• [WHAT YOU HAVE TO DO]:
Copy the material word for word, from the line with "of the small" to the line with "x=876 y=896", both of those lines included.

• [DATA LISTING]:

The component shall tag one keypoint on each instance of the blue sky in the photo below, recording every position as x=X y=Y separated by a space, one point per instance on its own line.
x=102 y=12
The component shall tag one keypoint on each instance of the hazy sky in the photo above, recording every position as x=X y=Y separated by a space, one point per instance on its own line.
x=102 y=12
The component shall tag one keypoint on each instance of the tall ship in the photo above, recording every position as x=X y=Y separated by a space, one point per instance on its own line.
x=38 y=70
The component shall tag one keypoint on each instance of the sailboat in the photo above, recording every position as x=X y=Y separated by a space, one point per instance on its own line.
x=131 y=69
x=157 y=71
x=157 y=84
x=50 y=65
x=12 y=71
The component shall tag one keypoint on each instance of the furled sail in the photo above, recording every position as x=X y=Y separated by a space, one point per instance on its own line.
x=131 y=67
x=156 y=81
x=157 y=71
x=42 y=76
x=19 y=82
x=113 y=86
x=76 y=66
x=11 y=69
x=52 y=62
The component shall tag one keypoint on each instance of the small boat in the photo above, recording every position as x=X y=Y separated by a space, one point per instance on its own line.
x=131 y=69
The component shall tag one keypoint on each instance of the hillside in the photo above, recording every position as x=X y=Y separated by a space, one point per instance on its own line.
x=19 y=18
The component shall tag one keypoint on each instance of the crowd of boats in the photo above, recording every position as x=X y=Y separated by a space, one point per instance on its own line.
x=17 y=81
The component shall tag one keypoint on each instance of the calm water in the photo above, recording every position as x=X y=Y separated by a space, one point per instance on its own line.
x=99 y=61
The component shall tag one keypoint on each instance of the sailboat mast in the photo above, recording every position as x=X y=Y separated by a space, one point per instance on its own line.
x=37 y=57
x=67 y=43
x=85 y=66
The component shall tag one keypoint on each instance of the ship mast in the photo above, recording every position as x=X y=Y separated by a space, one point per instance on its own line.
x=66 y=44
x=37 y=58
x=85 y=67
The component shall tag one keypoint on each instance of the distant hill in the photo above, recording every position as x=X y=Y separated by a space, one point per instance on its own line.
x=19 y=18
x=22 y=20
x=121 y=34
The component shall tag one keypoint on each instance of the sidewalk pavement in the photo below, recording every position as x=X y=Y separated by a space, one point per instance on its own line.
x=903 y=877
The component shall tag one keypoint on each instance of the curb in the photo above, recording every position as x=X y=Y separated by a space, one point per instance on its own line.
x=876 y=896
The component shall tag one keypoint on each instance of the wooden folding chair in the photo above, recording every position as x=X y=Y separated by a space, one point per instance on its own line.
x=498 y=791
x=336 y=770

• [EXERCISE OUTPUT]:
The component shall tag one keypoint on each instance of the small boat in the photo above, recording every position as x=X y=Y separated by a space, one point per instance on its own line.
x=131 y=69
The component shall tag one keypoint on each instance of the hillside in the photo above, recording every position as x=X y=Y separated by a space, one point per instance on its own line.
x=19 y=18
The component shall tag one keypoint on each instance of the crowd of boats in the photo above, recording every position as x=X y=Y separated by a space, one point per instance on its own line.
x=17 y=81
The component shall tag one keypoint on each instance of the calm water in the photo above, recording every position as x=X y=Y separated by a space, one point per instance on its own line.
x=99 y=61
The component shall tag one keypoint on each instance of the sailboat mast in the photo above, recording every position as x=X y=Y separated by a space, one point per instance on its own line.
x=37 y=57
x=67 y=43
x=85 y=66
The component shall tag one keypoint on each instance of the ship mast in the photo above, recording every position as x=X y=Y separated by a space, one point per instance on its own line.
x=66 y=44
x=37 y=58
x=85 y=67
The component shall tag one keypoint on each instance of the distant hill in the photo above, recording every position as x=X y=Y separated by a space, one point per instance on its own line.
x=19 y=18
x=22 y=20
x=121 y=34
The component shall tag one keypoint on each instance of the sidewalk pavement in the photo below, recording every position as x=X y=Y separated by a space, one point per instance on its own line.
x=903 y=877
The component shall tag one keypoint on each instance of the curb in the photo above, recording every position as x=X y=Y separated by a space, one point per instance on its own line.
x=876 y=896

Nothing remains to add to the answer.